-- start of Material supplied --

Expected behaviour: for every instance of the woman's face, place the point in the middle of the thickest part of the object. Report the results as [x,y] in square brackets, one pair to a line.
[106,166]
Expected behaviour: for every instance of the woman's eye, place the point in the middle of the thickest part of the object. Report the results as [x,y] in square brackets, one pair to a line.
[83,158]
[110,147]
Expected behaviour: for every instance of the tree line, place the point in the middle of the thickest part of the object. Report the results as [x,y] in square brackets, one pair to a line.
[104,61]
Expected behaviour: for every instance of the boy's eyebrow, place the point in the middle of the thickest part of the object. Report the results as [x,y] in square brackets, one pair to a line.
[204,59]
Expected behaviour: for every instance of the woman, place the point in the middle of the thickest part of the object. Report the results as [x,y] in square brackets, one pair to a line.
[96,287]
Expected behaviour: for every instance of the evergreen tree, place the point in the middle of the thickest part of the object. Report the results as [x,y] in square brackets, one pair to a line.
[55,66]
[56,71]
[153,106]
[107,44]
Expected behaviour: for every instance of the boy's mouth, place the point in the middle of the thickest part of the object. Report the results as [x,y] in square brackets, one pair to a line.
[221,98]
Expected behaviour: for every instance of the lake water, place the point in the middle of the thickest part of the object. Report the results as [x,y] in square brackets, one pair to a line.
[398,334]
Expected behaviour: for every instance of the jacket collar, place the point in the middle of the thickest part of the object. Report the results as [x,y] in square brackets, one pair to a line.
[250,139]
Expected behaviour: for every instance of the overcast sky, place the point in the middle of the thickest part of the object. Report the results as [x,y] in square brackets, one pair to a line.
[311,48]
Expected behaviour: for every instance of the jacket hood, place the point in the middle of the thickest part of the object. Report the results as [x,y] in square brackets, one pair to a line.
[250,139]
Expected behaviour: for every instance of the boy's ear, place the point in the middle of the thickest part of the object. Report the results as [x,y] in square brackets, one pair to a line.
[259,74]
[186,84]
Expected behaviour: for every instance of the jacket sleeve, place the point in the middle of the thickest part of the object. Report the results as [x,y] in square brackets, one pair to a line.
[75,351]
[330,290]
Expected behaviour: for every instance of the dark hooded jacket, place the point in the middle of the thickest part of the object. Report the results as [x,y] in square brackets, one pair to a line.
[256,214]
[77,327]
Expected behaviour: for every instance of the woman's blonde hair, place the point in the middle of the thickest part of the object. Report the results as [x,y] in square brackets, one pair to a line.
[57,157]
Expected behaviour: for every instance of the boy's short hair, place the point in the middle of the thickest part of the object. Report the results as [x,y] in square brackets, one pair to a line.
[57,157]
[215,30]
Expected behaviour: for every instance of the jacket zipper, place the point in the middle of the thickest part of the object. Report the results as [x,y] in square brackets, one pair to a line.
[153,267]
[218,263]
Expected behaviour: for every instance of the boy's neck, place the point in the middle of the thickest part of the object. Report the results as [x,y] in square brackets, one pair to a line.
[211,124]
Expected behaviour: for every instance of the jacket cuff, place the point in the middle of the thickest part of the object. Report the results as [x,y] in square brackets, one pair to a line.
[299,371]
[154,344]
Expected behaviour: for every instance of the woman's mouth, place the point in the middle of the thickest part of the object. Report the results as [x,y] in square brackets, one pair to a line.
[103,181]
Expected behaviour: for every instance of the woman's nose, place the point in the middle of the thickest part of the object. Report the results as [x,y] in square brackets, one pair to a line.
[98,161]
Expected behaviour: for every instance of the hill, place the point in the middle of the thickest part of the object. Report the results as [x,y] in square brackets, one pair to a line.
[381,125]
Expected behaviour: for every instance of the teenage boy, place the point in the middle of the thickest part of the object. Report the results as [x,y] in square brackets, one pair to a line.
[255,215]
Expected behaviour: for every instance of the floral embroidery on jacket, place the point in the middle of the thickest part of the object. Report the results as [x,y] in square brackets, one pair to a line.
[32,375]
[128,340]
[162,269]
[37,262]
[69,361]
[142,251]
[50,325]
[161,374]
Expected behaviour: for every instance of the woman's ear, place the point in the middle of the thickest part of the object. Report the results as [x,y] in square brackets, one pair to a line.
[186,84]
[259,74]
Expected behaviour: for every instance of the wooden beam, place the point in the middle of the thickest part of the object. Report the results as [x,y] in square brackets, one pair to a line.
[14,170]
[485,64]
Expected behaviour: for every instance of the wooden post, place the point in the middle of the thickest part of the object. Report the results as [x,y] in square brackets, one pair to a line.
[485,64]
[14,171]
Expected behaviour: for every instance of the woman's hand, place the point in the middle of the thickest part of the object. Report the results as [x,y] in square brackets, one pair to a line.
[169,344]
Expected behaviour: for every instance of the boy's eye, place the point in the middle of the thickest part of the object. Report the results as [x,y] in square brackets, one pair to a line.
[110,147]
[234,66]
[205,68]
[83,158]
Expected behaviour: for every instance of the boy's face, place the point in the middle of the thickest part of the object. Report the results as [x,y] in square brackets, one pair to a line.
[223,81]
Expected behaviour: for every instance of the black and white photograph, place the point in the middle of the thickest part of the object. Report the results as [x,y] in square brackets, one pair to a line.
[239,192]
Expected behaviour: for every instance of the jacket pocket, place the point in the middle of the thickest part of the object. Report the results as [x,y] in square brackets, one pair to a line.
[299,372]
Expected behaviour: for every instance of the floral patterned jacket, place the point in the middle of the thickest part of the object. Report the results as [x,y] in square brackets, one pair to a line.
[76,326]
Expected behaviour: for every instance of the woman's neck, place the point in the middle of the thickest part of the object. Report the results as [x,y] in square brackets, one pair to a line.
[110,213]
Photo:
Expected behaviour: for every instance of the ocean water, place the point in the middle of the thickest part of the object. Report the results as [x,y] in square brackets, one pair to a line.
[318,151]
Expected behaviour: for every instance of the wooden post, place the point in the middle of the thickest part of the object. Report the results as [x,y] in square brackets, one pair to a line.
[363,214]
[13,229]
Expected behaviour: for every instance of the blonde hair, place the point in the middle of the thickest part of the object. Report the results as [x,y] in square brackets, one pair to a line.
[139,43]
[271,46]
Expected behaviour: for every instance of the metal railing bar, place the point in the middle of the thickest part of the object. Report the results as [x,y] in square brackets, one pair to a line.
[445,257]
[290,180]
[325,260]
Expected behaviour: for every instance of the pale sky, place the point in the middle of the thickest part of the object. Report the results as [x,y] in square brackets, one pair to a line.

-- end of Material supplied --

Exercise details: Write out the entries above again, swapping every "thickest part" for "widest part" and keeping all other text the same.

Solution to this problem:
Expected behaviour: for every instance of the woman's face, place the point in the middle of the widest part of the object. Report the results as [x,y] in square brackets, one pair to a line.
[106,166]
Expected behaviour: for every instance of the woman's eye, place the point in the middle of the widest part of the object. Report the results as [x,y] in square brackets, one pair to a line.
[83,158]
[110,147]
Expected behaviour: for every instance of the tree line, place the point in the middle of the widest part of the object. Report the results as [x,y] in square brackets, one pair to a line.
[104,61]
Expected behaviour: for every instance of the boy's eyebrow, place the point in the middle of the widest part of the object. Report the results as [x,y] in square brackets, one pair to a line.
[204,59]
Expected behaviour: for every instance of the woman, place the point in the middle of the widest part of the object. Report the results as [x,y] in square brackets, one pair to a line.
[96,287]
Expected behaviour: for every instance of the evergreen tree, place the point in the middle of the widest part of the object. Report the results as [x,y] in square brackets, one pair to a line.
[55,66]
[56,71]
[153,106]
[107,44]
Expected behaviour: for every instance of the boy's mouth, place the point in the middle of the widest part of the object. Report the results as [x,y] in square brackets, one pair to a line.
[221,98]
Expected behaviour: for every instance of the lake water, place the point in the middle of the widest part of the object. Report the results as [x,y] in square brackets, one pair to a line.
[398,334]
Expected behaviour: for every instance of the jacket collar, place the point in the middle of the widest part of the object. Report the results as [x,y] in square brackets, one pair to a line.
[250,139]
Expected behaviour: for every instance of the overcast sky, place the point in the middle of the widest part of the object. Report the results as [x,y] in square brackets, one pair to a line.
[311,48]
Expected behaviour: for every instance of the jacket hood, place the point in the middle of the widest part of the object. Report the results as [x,y] in square brackets, one pair to a line.
[250,139]
Expected behaviour: for every instance of the boy's ear, place the point in the middle of the widest part of the object. Report the results as [x,y] in square brackets, one pair to a line.
[259,74]
[186,84]
Expected behaviour: for every instance of the jacket sleeve, place the point in the middle of the widest part of the object. Report the results as [x,y] in square brackets, one pair to a line.
[75,351]
[330,290]
Expected behaviour: for every instance of the dark hooded jacket, place the point in the middle of the widest part of the object. Report the results as [x,y] in square brackets, one pair to a line.
[256,214]
[77,327]
Expected behaviour: for every instance of the woman's blonde hair, place the point in the middle of the widest part of the object. Report the results as [x,y] in square brackets, one pair to a line.
[57,157]
Expected behaviour: for every instance of the boy's short hair, place the point in the middle of the widest part of the object. Report the results as [x,y] in square brackets, one pair to a line.
[57,157]
[215,30]
Expected behaviour: for every instance of the jacket zipper, place the point in the middle of the widest part of the object. Report the results as [x,y] in square brackets, one pair to a line.
[153,267]
[218,263]
Expected behaviour: for every instance of the boy's neck, place the point in the middle of the widest part of the object. Report the results as [x,y] in square brackets, one pair to a line.
[211,124]
Expected behaviour: for every instance of the jacket cuff, place the point in the middle of the widest part of the object. Report the results as [x,y] in square brackets, one pair to a line.
[299,371]
[154,344]
Expected behaviour: for every instance of the woman's mouth, place the point in the middle of the widest part of the object. Report the results as [x,y] in square brackets, one pair to a line.
[103,181]
Expected behaviour: for every instance of the woman's nose, place the point in the middle of the widest part of the object. Report the results as [x,y] in square brackets, one pair to a line.
[98,161]
Expected behaviour: for every instance of the hill, place the point in the middle of the widest part of the object. Report the results as [x,y] in square brackets, one pair to a line.
[381,125]
Expected behaviour: for every instance of the teenage boy, place the point in the middle of the widest part of the object. Report the results as [x,y] in square brackets, one pair to a line.
[255,215]
Expected behaviour: for every instance of the floral embroidery on jacket, place the point in the middle of the widest part of the object. Report the results as [x,y] in square brackets, one pair to a line.
[32,375]
[128,340]
[162,269]
[37,262]
[69,361]
[142,251]
[50,325]
[161,374]
Expected behaviour: for every instance of the woman's ear, place the point in the middle of the widest part of the object. Report the results as [x,y] in square brackets, one pair to a line.
[186,84]
[259,74]
Expected behaviour: for every instance of the wooden beam, place the point in the middle of the widest part of the object. Report the results as [x,y] in square brackets, one pair to a line.
[14,170]
[485,64]
Expected behaviour: for every instance of the wooden post, place the point in the middle of the widest part of the object. Report the results as [x,y] in square brackets, one pair to a line.
[485,64]
[14,171]
Expected behaviour: for every instance of the woman's hand, place the point in the middle of the widest part of the object. Report the results as [x,y] in square brackets, one pair to a line.
[169,344]
Expected behaviour: for every instance of the boy's eye, place the point in the middle of the widest part of the object. Report the results as [x,y] in square brackets, one pair to a line.
[110,147]
[234,66]
[205,68]
[83,158]
Expected behaviour: for every instance of the boy's face, place the point in the middle of the widest part of the object. Report the results as [x,y] in square brackets, one pair to a line.
[223,81]
Expected behaviour: for every instance of the black and white photograph, place the point in the middle of the widest part of the object. Report the results as [x,y] in square brackets, one pair to a line.
[239,192]
Expected behaviour: for every instance of the jacket pocket, place the point in the middle of the widest part of the object. Report the results as [x,y] in square brackets, one pair to a line.
[299,372]
Expected behaviour: for every instance of the floral patterned jacket, place the point in the middle of the widest part of the object. Report the results as [x,y] in square brackets, one pair to a line.
[76,326]
Expected behaviour: for every instance of the woman's neck, place the point in the middle of the widest part of the object. Report the results as [x,y] in square brackets, one pair to a line.
[110,213]
Photo:
Expected behaviour: for every instance of the ocean water, place the point in the middle of the widest part of the object. Report the results as [x,y] in square brackets, one pair to a line.
[318,151]
Expected behaviour: for every instance of the wooden post, place the point in the middle of the widest part of the object. Report the results as [x,y] in square brackets, one pair to a line.
[363,214]
[13,229]
Expected behaviour: for every instance of the blonde hair, place the point in the middle of the widest part of the object. Report the results as [x,y] in square brackets, one pair to a line.
[139,43]
[271,46]
Expected behaviour: for every instance of the metal railing bar, place the point in the middle of the widest part of the object. Report the results as [x,y] in square brackets, one pair to a line.
[445,257]
[290,180]
[325,260]
Expected behaviour: for every instance of the pale sky, place the point in the middle of the widest part of the object. Report the results as [x,y] in square brackets, one pair to a line.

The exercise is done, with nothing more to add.